start

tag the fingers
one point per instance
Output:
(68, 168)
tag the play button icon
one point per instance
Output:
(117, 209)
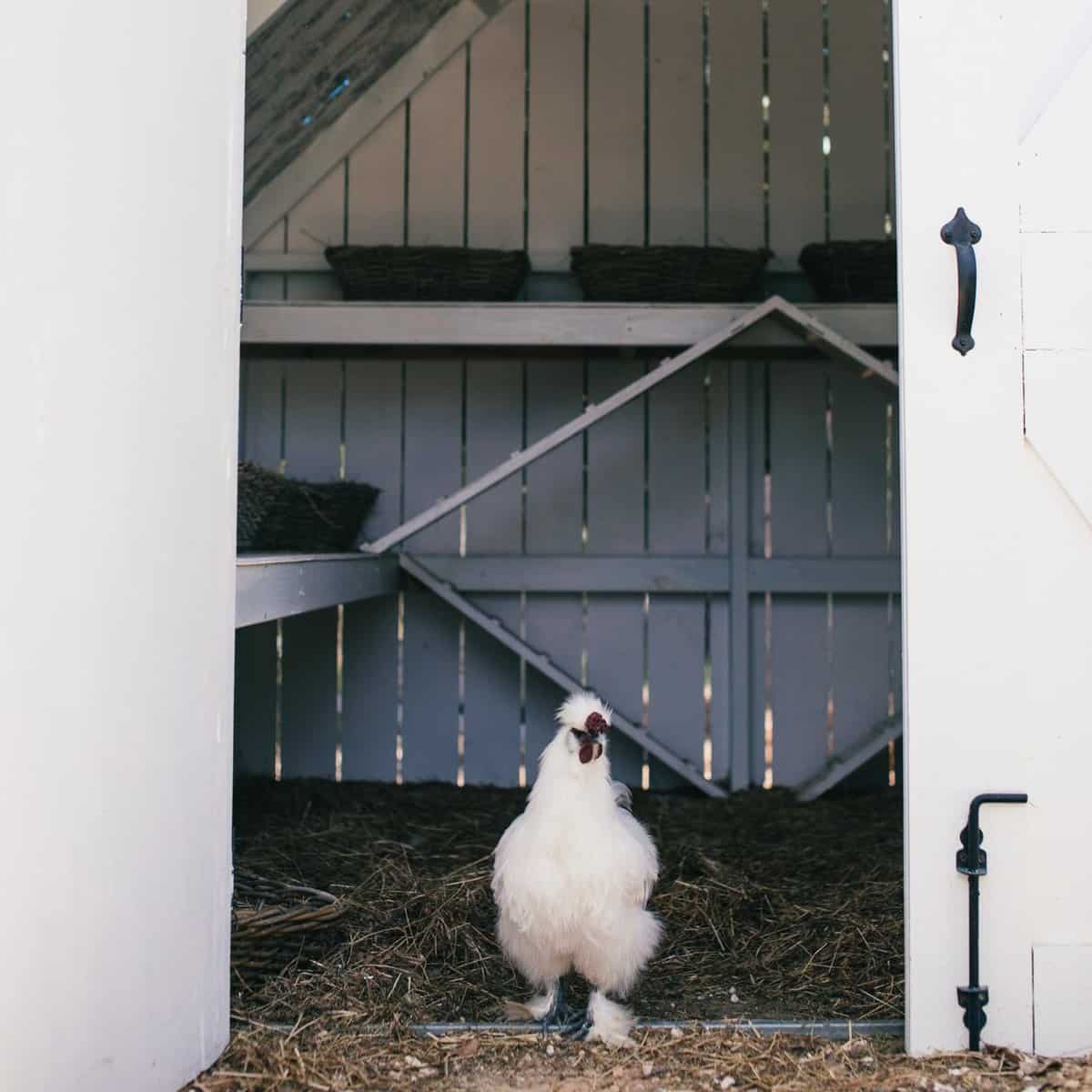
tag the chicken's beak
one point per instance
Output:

end

- **Work required**:
Output the lines above as a numbered list, skipping blank lines and leaving out the pictures.

- **Correct answer**:
1. tag the fingers
2. one point per instance
3. Output:
4. (68, 168)
5. tag the play button icon
6. one point per instance
7. Output:
8. (117, 209)
9. tag the chicken's beak
10. one point per instance
11. Output:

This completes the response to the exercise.